• _VORLIEGENDER TEXT_
########
Das zweite Geheimnis ist, dass die Stellvertreter (der Mitglieder
des Systems, das aufgestellt wird) die wieder externalisierte
Systemkonstellation dann ebenfalls wieder repräsentativ erfassen und
die Befindlichkeit dessen, den sie vertreten, sowie die
Gesamtsituation hautnah wahrnehmen und nachempfinden können. Unsere
Erfahrungen der letzten drei Jahre mit Organisationsaufstellungen
und die Rückmeldungen vieler Gruppenteilnehmer bestätigten uns
bisher jedenfalls in der Annahme, dass durch gesammeltes Aufstellen
von Organisationsbildern so stimmige Informationen über die
Strukturen, Dynamiken und Wechselwirkungen in einem System ans Licht
kommen, dass sich daraus kraftvolle Lösungsbilder und -einsichten
entwickeln lassen.
Ihre Einprägsamkeit gewinnen dieses Raumbilder einerseits dadurch,
dass der Aufstellende das Geschehen zuerst als außenstehender
Beobachter und dann später, selbst im Lösungsbild stehend, direkt an
sich erfahren kann. Die Stellvertreter, die teilnehmenden Beobachter
und der Aufstellende sind, sobald das ganze System aufgestellt ist,
den Systemkräften unmittelbar und gleichzeitig ausgesetzt. So
entsteht ein synergetisches Feld, in dem alte Wirklichkeiten und
neue Möglichkeiten kurz aufeinanderfolgend von allen erlebt werden
können. Das ganze System Aufstellungsgruppe wird also jeweils erst
von der Dynamik der Problemkonstellation wie später auch von der
Lösungsatmosphäre "infiziert".
########
• _DATENSÄTZE_

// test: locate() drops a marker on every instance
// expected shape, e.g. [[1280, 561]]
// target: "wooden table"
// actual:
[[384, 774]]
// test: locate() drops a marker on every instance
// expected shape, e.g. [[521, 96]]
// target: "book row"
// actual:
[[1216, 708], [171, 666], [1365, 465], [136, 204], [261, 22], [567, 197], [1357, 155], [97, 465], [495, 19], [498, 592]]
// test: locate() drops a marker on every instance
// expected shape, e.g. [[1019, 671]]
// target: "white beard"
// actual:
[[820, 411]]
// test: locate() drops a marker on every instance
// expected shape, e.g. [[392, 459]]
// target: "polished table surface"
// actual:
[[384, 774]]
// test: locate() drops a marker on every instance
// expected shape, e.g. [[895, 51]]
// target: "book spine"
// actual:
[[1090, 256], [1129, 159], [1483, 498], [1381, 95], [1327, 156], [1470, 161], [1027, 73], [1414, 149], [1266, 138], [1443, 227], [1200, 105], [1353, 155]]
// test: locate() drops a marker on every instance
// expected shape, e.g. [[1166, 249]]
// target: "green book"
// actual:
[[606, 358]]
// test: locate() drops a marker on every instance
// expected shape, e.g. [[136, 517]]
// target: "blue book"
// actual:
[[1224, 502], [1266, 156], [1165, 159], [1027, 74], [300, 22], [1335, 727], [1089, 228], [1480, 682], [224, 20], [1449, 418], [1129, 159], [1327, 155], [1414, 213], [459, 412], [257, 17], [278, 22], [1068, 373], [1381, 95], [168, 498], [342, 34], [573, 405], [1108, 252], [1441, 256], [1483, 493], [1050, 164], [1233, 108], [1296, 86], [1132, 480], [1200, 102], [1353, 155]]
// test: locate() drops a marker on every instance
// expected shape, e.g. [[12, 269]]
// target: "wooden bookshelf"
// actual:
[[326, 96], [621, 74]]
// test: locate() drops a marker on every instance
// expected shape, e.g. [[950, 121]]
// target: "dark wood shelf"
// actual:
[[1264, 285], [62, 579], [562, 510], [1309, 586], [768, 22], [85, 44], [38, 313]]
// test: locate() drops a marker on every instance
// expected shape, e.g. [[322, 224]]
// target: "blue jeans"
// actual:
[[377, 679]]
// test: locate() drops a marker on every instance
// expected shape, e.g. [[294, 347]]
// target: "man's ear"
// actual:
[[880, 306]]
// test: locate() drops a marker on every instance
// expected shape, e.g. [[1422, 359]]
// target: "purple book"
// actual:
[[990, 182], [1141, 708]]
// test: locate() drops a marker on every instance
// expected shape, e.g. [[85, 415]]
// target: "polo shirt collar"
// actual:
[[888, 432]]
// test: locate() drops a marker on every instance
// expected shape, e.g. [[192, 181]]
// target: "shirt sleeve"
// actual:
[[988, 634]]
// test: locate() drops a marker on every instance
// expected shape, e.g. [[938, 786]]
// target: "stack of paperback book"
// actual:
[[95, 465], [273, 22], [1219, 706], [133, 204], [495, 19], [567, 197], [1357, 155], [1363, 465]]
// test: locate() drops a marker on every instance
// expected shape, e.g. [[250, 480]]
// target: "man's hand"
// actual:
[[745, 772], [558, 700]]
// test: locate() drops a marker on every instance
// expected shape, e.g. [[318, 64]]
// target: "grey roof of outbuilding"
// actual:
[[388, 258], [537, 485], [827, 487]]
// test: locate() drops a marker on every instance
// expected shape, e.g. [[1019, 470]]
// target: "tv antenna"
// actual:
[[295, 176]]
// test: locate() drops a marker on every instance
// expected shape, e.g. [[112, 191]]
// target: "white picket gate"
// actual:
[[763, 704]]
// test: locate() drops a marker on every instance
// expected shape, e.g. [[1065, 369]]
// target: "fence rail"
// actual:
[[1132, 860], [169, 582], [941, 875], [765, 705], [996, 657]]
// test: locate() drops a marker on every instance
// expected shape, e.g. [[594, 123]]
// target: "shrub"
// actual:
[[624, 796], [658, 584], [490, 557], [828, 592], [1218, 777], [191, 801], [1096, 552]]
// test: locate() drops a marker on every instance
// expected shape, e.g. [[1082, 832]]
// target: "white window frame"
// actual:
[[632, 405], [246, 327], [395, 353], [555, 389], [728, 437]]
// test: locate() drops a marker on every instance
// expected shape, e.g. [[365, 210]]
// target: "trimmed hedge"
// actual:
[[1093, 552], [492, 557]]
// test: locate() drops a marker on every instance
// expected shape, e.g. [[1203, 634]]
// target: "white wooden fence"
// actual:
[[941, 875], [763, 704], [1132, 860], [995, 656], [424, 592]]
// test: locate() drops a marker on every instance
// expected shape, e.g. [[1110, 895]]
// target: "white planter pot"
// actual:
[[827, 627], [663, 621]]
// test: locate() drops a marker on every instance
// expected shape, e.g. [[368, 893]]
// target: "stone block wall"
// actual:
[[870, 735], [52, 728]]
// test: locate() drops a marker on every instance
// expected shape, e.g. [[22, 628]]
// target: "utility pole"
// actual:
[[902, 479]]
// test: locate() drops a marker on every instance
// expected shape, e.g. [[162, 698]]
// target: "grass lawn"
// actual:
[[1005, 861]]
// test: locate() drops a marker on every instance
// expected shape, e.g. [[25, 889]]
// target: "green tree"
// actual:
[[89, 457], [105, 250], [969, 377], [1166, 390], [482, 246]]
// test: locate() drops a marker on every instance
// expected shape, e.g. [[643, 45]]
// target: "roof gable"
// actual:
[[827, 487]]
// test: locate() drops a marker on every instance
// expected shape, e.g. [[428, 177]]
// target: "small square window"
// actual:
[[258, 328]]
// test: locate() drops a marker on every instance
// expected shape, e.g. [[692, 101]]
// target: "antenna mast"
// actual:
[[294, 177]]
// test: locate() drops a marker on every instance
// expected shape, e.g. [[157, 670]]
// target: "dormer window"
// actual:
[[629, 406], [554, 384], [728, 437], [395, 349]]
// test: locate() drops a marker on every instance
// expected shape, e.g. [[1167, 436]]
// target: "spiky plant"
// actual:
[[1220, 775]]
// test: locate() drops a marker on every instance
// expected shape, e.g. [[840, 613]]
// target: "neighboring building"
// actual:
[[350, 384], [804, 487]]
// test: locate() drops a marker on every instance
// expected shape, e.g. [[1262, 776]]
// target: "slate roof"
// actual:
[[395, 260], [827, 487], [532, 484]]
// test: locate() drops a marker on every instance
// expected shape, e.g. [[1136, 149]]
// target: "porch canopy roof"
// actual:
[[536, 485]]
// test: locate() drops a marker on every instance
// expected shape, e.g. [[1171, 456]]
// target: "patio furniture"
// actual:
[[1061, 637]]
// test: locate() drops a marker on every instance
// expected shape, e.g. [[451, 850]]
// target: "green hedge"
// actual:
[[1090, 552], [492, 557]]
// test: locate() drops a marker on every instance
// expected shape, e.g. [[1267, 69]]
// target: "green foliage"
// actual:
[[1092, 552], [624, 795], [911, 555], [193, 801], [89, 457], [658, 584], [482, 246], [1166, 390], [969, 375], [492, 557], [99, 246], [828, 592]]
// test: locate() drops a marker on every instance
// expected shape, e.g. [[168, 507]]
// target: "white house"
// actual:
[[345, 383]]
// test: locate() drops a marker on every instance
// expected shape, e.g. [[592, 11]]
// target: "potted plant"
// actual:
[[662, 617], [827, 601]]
########
• _AUFGABEN_
• A. Beantworte anhand des Textes über Organisationsaufstellungen diese Fragen:
(i) Wie viele Jahre Erfahrung mit Organisationsaufstellungen nennt der Text?
(ii) Wie erfährt der Aufstellende das Geschehen zuerst, und wie später?
(iii) Wer ist den Systemkräften unmittelbar und gleichzeitig ausgesetzt, sobald das ganze System aufgestellt ist?
• B. Gib den Abschnitt des Textes über Organisationsaufstellungen von "Das zweite Geheimnis" bis "entwickeln lassen." wortwörtlich wieder.

• _LÖSUNGEN_
• A.
(i) Drei Jahre.
(ii) Zuerst als außenstehender Beobachter, später selbst im Lösungsbild stehend, direkt an sich.
(iii) Die Stellvertreter, die teilnehmenden Beobachter und der Aufstellende.

• B.
Das zweite Geheimnis ist, dass die Stellvertreter (der Mitglieder
des Systems, das aufgestellt wird) die wieder externalisierte
Systemkonstellation dann ebenfalls wieder repräsentativ erfassen und
die Befindlichkeit dessen, den sie vertreten, sowie die
Gesamtsituation hautnah wahrnehmen und nachempfinden können. Unsere
Erfahrungen der letzten drei Jahre mit Organisationsaufstellungen
und die Rückmeldungen vieler Gruppenteilnehmer bestätigten uns
bisher jedenfalls in der Annahme, dass durch gesammeltes Aufstellen
von Organisationsbildern so stimmige Informationen über die
Strukturen, Dynamiken und Wechselwirkungen in einem System ans Licht
kommen, dass sich daraus kraftvolle Lösungsbilder und -einsichten
entwickeln lassen.